_Given records_:
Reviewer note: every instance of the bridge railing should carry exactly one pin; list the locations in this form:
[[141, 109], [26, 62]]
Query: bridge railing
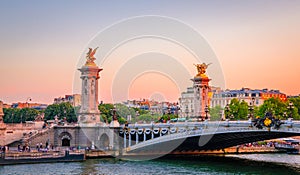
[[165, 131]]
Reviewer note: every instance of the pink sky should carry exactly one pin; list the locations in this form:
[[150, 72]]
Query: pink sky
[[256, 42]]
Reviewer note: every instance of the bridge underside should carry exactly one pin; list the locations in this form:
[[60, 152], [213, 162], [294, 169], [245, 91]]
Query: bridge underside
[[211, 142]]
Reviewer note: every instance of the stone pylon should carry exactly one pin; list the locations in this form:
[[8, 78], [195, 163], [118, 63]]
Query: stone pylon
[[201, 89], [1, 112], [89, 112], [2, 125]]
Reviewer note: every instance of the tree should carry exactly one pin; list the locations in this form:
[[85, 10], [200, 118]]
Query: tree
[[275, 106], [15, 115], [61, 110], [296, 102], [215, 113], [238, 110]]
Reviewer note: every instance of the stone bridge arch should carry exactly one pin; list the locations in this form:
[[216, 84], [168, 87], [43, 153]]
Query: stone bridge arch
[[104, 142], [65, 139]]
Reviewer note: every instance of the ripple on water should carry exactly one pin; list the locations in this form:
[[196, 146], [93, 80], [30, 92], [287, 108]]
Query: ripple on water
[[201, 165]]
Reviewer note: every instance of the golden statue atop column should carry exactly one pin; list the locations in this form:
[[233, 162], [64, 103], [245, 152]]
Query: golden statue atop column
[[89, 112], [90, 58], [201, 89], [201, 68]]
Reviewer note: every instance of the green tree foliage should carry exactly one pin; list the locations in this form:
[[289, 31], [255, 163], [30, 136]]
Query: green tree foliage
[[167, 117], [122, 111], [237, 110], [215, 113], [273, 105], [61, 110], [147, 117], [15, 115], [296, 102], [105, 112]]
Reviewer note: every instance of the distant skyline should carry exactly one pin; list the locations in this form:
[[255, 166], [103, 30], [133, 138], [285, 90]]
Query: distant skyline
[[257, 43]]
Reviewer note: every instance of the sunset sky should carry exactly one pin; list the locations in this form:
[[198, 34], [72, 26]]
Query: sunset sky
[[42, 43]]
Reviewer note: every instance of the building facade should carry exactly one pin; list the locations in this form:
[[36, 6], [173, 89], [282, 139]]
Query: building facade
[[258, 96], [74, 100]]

==

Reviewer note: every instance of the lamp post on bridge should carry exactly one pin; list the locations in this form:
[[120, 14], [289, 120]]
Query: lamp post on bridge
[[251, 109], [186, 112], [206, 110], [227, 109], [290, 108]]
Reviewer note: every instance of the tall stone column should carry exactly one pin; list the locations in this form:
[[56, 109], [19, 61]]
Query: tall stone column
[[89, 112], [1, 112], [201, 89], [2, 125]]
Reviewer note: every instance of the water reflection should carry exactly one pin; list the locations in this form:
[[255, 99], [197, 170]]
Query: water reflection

_How to complete this task_: In the material above, transcribe exactly the lines beginning at the one with "[[150, 72]]" and ending at the one with "[[233, 162], [64, 103], [245, 152]]", both included.

_Result of this exercise_:
[[150, 72]]
Query: pink sky
[[256, 42]]
Reviewer note: every instance of the bridge underside should carry exactly one pin; list the locations in this form:
[[60, 152], [213, 162], [294, 169], [245, 91]]
Query: bridge underside
[[211, 142]]
Reviewer note: every instance of the stone pylon should carry exactly one pin; list the locations in this form:
[[8, 78], [195, 163], [118, 63]]
Query: stone pylon
[[201, 89], [1, 112], [89, 112], [2, 125]]
Reviewer note: every instance of the tree should carry exactly one pin; list the locations in this form:
[[85, 10], [200, 118]]
Query: tree
[[275, 106], [15, 115], [61, 110], [296, 102], [215, 113], [238, 110]]
Reviewer note: every instance of the stone bridge arch should carry exactly one pin; list the locations in this form:
[[216, 84], [168, 87], [43, 153]]
Query: stone bridge arch
[[104, 142], [65, 139]]
Reviewer note: every instance of the ripple on water should carry exactly one pin; list the locations in this form:
[[196, 146], [93, 80], [30, 92], [287, 108]]
Query: ripple on water
[[201, 165]]
Reviewer note: every instance of the golden statue atop column should carry exactly one pin; list the locations in this form:
[[233, 162], [64, 103], [245, 152]]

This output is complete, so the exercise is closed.